Thomas M. Graham, a native of Ohio, aged 81 years, 9 months, and 15 days, died shortly after 10 o'clock last night, at his home at 194 Van Ness avenue. He is survived by the widow, Mrs. Mary C. Graham.
The funeral arrangements, which are in the hands of the Chase Undertaking parlors, have not been completed.
Santa Cruz Sentinel (January 4, 1929)
Pay Last Respects to Thos. Graham
The funeral of Thomas M. Graham was held from the Chase mortuary yesterday afternoon at 2 o'clock. the Rev. Pearson of the Baptist church was the officiating minister. Mrs. Croop and Mrs. Budworth sang, "Oh Morning Land" and "Sunset".
Old time friends and neighbors were pallbearers.
He is survived by his widow, Mrs. M. Graham, one son, one granddaughter, one great granddaughter and two sisters.
The two sisters live in Iowa, the son and granddaughter and great granddaughter live in Chicago.
Burial was in SCruz/OMP cemetery in a beautiful location.
Santa Cruz Sentinel (January 5, 1929)
Thomas Graham Had Various Exploits During the Civil War
Thomas M. Graham, Civil War veteran, who was buried in this city Thursday afternoon, had a varied and interesting career during the troublous times of the early day fighting.
Mr. Graham was a man of a very friendly nature with always a kind twinkle in his eyes. He was familiarly known to all as Uncle Tom.
He enlisted in the Union army during the Civil War in Co. C. Ninth Ohio Cavalry, and saw service in many engagements. He was in General Sherman's famous march through Georgia and to the sea, being mustered out of service at the close of the war.
On being asked not long ago as to what seemed to stand out the most after all the years since the war, he told the following story.

● **Supplied material**
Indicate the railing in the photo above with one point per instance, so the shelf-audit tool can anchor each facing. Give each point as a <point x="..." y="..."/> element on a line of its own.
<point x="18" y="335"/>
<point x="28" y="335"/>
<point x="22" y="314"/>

● **Aim**
Answer these questions using the newspaper items about Thomas M. Graham:
1. At what address was his home?
2. Who was the officiating minister at his funeral?
3. In what company and regiment did he enlist?
The data shown here has no connection to the newspaper items about Thomas M. Graham.

● **Exercise result**
1. 194 Van Ness avenue
2. The Rev. Pearson of the Baptist church
3. Co. C, Ninth Ohio Cavalry